Problem statement :: Please recast every line of the listing below as a numbered list, leaving out any blank lines.

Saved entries
========

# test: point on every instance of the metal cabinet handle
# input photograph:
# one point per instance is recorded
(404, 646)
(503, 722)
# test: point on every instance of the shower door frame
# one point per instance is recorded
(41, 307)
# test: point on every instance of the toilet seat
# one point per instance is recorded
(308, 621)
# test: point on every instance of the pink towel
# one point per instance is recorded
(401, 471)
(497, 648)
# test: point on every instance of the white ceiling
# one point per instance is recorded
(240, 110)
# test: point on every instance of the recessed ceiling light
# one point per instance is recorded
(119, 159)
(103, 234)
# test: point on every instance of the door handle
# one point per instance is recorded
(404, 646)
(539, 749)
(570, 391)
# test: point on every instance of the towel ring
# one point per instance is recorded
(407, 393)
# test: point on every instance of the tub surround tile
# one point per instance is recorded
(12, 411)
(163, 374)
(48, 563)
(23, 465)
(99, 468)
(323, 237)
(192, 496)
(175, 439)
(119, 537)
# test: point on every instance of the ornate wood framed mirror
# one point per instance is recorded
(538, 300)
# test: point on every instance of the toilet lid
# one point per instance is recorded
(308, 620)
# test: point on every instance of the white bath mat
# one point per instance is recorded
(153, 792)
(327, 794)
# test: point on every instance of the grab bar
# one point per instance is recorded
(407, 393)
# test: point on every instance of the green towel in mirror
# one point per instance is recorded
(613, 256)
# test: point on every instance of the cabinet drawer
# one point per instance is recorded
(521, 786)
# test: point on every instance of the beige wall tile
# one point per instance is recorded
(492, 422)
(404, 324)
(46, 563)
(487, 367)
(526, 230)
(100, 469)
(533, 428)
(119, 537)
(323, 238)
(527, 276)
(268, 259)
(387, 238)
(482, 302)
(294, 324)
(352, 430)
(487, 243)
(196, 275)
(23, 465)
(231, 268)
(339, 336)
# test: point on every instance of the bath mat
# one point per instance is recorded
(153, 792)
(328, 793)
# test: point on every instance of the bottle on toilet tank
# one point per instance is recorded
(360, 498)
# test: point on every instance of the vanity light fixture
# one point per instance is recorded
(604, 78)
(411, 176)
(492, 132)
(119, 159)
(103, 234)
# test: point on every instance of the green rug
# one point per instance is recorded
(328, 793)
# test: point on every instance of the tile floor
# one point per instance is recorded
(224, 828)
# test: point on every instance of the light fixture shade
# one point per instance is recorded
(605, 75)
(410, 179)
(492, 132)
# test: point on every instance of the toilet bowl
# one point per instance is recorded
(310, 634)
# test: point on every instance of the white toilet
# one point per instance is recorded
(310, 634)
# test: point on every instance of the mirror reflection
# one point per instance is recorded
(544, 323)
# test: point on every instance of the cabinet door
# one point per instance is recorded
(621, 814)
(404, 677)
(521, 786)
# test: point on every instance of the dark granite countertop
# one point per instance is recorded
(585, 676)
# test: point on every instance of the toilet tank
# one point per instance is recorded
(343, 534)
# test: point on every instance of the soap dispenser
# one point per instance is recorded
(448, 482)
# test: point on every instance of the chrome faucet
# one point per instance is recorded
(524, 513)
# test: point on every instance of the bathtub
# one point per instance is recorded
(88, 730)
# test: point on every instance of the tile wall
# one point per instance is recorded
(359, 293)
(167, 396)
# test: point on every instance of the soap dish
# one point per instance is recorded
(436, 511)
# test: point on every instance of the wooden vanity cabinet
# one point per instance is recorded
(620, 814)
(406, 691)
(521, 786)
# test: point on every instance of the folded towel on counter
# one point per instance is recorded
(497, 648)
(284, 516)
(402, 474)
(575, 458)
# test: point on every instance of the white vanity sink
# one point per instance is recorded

========

Exercise solution ::
1. # test: point on every instance of the metal cabinet handle
2. # input photograph:
3. # one point per instance is recorded
4. (404, 646)
5. (503, 722)
6. # test: point on every instance of the shower door frame
7. # one point per instance is recorded
8. (41, 307)
9. # test: point on every instance of the toilet seat
10. # one point per instance is recorded
11. (308, 621)
12. # test: point on every instance of the pink towel
13. # one point per instance is recorded
14. (401, 471)
15. (497, 648)
16. # test: point on every instance of the white ceiling
17. # one point per instance is recorded
18. (240, 110)
19. # test: point on every instance of the recessed ceiling light
20. # one point per instance is recorded
21. (119, 159)
22. (103, 234)
23. # test: point on every instance of the door handle
24. # one point per instance is recorded
25. (404, 646)
26. (539, 749)
27. (570, 391)
28. # test: point on every instance of the towel ring
29. # one point per instance is recorded
30. (407, 393)
31. # test: point on every instance of the tub surround tile
32. # one point per instance is recorded
33. (12, 411)
34. (163, 374)
35. (48, 563)
36. (23, 465)
37. (99, 468)
38. (323, 237)
39. (192, 496)
40. (175, 439)
41. (119, 537)
42. # test: point on every instance of the ornate wood framed mirror
43. # one point per instance is recorded
44. (538, 300)
45. # test: point on every instance of the toilet lid
46. # one point per instance is recorded
47. (308, 620)
48. # test: point on every instance of the white bath mat
49. # one point per instance is recorded
50. (153, 792)
51. (327, 794)
52. # test: point on every instance of the grab bar
53. # one point per instance is recorded
54. (407, 393)
55. # test: point on every instance of the green towel in mirror
56. # one point per instance is recorded
57. (613, 256)
58. # test: point on every instance of the cabinet drawer
59. # one point per instance is recorded
60. (521, 786)
61. # test: point on every instance of the beige wall tile
62. # one point per instance is recorded
63. (492, 422)
64. (404, 324)
65. (46, 563)
66. (487, 367)
67. (526, 230)
68. (100, 469)
69. (533, 428)
70. (119, 537)
71. (323, 238)
72. (527, 276)
73. (268, 259)
74. (387, 238)
75. (482, 302)
76. (294, 324)
77. (352, 430)
78. (487, 243)
79. (196, 275)
80. (23, 465)
81. (231, 268)
82. (339, 336)
83. # test: point on every instance of the bath mat
84. # one point per instance is recorded
85. (153, 792)
86. (328, 793)
87. # test: point on every instance of the bottle on toilet tank
88. # one point per instance is recorded
89. (360, 498)
90. # test: point on every instance of the vanity light fixture
91. # one point per instance is recorded
92. (604, 78)
93. (411, 176)
94. (492, 132)
95. (119, 159)
96. (103, 234)
97. # test: point on every instance of the green rug
98. # one point per instance is recorded
99. (328, 793)
100. # test: point on every instance of the tile floor
101. # one point per instance is recorded
102. (224, 828)
103. # test: point on every instance of the light fixture shade
104. # one point per instance is recorded
105. (605, 75)
106. (410, 179)
107. (492, 132)
108. # test: point on every instance of the toilet bowl
109. # one point per instance is recorded
110. (310, 634)
111. # test: point on every instance of the white toilet
112. # one point per instance is recorded
113. (310, 634)
114. # test: point on every instance of the mirror reflection
115. # one point per instance is recorded
116. (544, 323)
117. # test: point on every instance of the cabinet door
118. # one point per instance is recorded
119. (621, 814)
120. (404, 677)
121. (521, 786)
122. # test: point on every instance of the dark granite countertop
123. # one point per instance is recorded
124. (585, 676)
125. # test: point on every instance of the toilet tank
126. # one point per instance is recorded
127. (343, 534)
128. # test: point on every instance of the soap dispenser
129. # one point per instance is recorded
130. (448, 482)
131. # test: point on every instance of the chrome faucet
132. # one point per instance is recorded
133. (524, 513)
134. # test: point on every instance of the bathtub
135. # one point per instance is recorded
136. (88, 730)
137. # test: point on every instance of the tile wall
138. # one point per instance is recorded
139. (359, 293)
140. (167, 396)
141. # test: point on every instance of the soap dish
142. # one point per instance is recorded
143. (436, 511)
144. # test: point on every instance of the wooden vanity cabinet
145. # one point per instance is recorded
146. (620, 814)
147. (406, 691)
148. (521, 786)
149. # test: point on every instance of the folded towel on counter
150. # one point per instance is recorded
151. (497, 648)
152. (284, 516)
153. (402, 474)
154. (575, 458)
155. # test: point on every instance of the white vanity sink
156. # one point per instance is recorded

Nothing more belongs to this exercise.